** BEGIN Passage given **

The mix on dot com is very little food. If anything there is some gift baskets and some steaks and some wine and cheese. It is almost nonexistent. Electronics, furniture, sporting goods, jewelry, exercise equipment, by far the biggest category is electronics. I mean it is not half. It is probably not even 25% but it is not 5%.

Uta Werner - Sanford C. Bernstein & Co.

So if the overall channel has been growing at mid 20’s…

Richard Galanti

This past month, we still have a positive comp of 20+ in the last month. But we have seen a change even within that number. Traffic has been good. The number of transactions has been fine. It has all been on average ticket. But our average ticket has been historically over $400 in the last couple of years. So, again no matter how good the savings on that $2,800 furniture set or sofa or gadget, on a macro basis some people are saying we’ll hold off a little bit.

Uta Werner - Sanford C. Bernstein & Co.

** END Passage given **
** BEGIN Material supplied **

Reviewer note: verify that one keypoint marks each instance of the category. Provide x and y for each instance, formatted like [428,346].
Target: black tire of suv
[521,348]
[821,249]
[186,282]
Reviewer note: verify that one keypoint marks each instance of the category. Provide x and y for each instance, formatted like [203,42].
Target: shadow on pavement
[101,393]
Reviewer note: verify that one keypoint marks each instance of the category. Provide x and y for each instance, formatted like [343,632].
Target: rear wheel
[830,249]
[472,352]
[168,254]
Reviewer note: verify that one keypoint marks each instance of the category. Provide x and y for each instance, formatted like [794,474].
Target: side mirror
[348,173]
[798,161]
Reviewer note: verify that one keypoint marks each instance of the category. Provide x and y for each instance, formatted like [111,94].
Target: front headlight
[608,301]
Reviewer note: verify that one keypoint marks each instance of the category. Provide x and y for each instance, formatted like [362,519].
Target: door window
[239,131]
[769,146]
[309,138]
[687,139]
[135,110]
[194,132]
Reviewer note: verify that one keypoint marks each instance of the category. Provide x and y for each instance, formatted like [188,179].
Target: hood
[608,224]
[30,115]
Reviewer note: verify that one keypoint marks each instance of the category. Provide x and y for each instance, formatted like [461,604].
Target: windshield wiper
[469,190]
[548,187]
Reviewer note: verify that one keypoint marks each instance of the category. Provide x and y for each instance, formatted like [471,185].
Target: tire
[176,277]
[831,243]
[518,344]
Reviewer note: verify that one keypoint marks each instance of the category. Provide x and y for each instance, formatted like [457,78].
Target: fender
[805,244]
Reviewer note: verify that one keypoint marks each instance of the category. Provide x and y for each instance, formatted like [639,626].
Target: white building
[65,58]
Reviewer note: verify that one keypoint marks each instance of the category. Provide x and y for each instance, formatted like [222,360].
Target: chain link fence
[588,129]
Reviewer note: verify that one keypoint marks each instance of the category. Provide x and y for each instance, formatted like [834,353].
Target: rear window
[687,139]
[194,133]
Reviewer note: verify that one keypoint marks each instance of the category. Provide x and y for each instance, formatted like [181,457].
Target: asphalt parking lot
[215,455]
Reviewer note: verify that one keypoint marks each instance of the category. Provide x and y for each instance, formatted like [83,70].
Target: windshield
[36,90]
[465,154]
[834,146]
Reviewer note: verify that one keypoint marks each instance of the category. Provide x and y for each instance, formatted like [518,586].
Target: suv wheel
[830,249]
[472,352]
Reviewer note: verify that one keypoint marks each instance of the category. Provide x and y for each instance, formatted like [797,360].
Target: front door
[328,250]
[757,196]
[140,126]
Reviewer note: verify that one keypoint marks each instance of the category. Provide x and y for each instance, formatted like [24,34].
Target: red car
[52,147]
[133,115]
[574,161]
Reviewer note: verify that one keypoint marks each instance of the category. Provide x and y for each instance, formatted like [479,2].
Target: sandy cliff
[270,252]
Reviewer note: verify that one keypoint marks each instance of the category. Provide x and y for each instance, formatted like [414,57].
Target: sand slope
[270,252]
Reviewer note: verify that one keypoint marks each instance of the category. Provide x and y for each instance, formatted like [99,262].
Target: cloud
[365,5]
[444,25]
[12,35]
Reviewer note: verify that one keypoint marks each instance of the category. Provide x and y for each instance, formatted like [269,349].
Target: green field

** END Material supplied **

◆ Written exercise 1
According to the transcript, what has the average ticket historically been over in the last couple of years?
◆ Written exercise 2
Reproduce the part of the transcript that opens with the words containing "The mix on dot" and closes with "it is not 5%.".

◆ Exercise output 1
Over $400.

◆ Exercise output 2
The mix on dot com is very little food. If anything there is some gift baskets and some steaks and some wine and cheese. It is almost nonexistent. Electronics, furniture, sporting goods, jewelry, exercise equipment, by far the biggest category is electronics. I mean it is not half. It is probably not even 25% but it is not 5%.